■ Your task ■
Below are some records; quote exactly the lines from the one that contains "In each polygon" through the one that contains "MULTIPOLYGON (((146 95, 124", inclusive, and no others.

◆ ◆ ◆ ◆ ◆ ◆ ◆

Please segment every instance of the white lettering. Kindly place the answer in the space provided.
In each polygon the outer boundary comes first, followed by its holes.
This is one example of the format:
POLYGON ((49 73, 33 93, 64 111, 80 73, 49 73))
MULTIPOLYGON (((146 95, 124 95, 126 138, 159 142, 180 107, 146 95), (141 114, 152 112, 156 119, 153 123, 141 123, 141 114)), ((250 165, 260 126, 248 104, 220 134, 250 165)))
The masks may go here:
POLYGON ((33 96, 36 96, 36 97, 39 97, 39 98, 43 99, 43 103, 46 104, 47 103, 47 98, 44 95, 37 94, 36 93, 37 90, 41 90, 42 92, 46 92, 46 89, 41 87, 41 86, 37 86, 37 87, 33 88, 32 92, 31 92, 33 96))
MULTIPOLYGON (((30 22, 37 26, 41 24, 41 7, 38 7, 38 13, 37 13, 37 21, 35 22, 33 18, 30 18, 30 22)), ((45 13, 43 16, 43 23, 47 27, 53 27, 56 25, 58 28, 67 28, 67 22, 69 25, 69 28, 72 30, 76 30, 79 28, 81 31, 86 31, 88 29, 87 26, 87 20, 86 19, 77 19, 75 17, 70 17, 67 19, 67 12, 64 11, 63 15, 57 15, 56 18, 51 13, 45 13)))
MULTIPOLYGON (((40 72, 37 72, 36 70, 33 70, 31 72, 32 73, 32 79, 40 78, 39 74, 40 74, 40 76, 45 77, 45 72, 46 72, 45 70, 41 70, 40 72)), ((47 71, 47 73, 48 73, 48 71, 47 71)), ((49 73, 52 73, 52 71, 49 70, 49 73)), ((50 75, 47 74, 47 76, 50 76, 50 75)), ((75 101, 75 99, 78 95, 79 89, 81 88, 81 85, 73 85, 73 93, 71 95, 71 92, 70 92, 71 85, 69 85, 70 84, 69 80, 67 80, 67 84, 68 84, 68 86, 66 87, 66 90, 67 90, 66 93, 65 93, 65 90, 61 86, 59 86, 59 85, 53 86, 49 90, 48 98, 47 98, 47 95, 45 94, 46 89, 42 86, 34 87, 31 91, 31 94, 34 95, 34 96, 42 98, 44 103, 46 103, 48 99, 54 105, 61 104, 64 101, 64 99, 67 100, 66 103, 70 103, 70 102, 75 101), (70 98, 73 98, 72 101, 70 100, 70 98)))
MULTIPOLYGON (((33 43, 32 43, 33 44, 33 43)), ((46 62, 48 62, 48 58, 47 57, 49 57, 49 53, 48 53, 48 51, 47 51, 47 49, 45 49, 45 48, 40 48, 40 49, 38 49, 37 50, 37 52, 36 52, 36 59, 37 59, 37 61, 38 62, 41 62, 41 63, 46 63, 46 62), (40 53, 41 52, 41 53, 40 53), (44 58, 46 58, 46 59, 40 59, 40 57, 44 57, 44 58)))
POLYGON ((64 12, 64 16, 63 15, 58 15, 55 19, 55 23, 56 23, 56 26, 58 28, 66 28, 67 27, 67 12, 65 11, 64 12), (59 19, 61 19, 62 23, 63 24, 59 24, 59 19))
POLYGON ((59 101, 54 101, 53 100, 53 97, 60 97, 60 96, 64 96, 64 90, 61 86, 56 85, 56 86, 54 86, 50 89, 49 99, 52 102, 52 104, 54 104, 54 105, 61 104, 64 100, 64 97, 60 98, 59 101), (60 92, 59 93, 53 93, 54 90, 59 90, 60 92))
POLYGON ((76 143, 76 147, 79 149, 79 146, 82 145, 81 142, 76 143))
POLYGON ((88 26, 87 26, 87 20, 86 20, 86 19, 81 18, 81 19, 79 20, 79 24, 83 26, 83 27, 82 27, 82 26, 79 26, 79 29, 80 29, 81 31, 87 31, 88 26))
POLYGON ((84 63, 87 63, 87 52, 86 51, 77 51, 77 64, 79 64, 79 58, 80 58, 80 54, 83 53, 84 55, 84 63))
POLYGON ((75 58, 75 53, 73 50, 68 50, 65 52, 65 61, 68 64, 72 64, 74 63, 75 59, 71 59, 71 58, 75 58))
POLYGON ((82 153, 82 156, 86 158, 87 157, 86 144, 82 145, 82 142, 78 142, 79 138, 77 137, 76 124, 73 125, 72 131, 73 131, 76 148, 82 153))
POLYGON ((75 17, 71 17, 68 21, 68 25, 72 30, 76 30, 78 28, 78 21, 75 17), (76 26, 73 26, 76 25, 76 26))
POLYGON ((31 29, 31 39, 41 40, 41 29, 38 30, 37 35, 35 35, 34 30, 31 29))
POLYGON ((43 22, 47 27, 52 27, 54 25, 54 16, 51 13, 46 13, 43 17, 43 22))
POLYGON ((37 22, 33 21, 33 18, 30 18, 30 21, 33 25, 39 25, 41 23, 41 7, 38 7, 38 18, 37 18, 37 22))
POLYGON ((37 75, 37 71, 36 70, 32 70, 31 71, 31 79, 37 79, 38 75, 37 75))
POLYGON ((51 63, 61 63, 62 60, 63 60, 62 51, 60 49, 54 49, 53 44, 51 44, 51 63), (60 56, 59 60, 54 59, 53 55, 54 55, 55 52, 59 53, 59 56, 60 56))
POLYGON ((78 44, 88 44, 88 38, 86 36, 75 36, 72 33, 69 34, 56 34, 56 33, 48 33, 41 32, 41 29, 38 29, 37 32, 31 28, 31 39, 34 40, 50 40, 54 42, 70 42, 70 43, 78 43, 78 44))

◆ ◆ ◆ ◆ ◆ ◆ ◆

■ Written response ■
In each polygon the outer boundary comes first, followed by its holes.
This is one example of the format:
POLYGON ((49 73, 33 93, 64 111, 80 73, 49 73))
MULTIPOLYGON (((146 95, 124 95, 126 138, 159 142, 180 107, 146 95), (141 114, 152 112, 156 119, 153 123, 141 123, 141 114)), ((250 165, 260 126, 248 104, 220 134, 250 165)))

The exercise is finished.